Task details: Copy the entries verbatim, from the line containing "Each instance of the snow-covered" through the line containing "pixel 68 98", inclusive.

Exercise data:
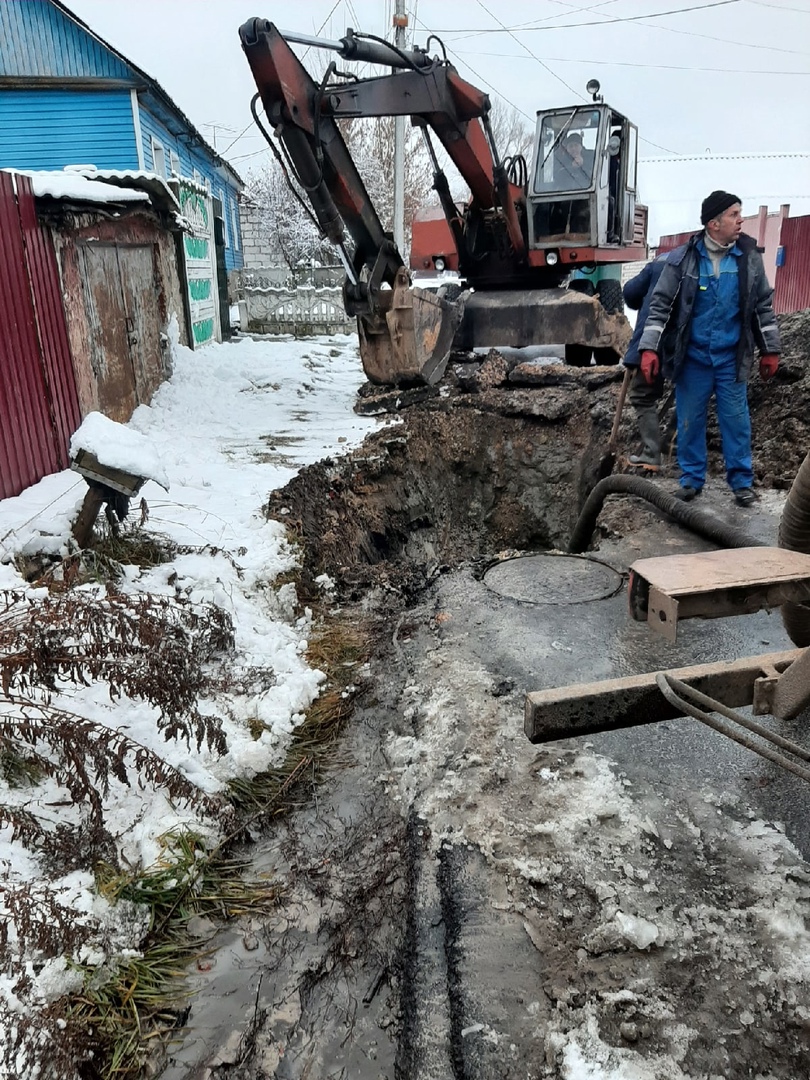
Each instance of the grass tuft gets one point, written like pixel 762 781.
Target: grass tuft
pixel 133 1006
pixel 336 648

==

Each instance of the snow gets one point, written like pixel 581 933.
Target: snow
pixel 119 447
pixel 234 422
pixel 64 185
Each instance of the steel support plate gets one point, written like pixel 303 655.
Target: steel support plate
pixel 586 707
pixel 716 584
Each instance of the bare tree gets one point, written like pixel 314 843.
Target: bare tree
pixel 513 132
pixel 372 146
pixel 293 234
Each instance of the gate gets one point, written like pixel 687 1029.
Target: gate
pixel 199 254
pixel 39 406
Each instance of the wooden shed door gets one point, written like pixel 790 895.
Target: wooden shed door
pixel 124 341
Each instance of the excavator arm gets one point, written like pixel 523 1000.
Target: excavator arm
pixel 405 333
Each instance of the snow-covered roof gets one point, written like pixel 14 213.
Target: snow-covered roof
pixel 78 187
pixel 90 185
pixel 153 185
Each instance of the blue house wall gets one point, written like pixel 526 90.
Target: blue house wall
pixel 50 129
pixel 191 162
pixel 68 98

--

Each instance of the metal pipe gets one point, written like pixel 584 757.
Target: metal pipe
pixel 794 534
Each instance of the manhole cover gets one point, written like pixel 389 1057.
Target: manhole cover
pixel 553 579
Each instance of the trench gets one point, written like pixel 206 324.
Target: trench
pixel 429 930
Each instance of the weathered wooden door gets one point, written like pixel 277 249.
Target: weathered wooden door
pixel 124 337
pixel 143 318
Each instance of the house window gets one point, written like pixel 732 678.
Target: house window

Solution for this exercise:
Each instance of the snow-covered roof gets one point, written like pixel 14 213.
Target: snow-covered roof
pixel 78 187
pixel 90 185
pixel 153 185
Each instance of the blue house wall gets one point, written like pixel 526 90.
Target: blue house wall
pixel 50 129
pixel 191 162
pixel 68 98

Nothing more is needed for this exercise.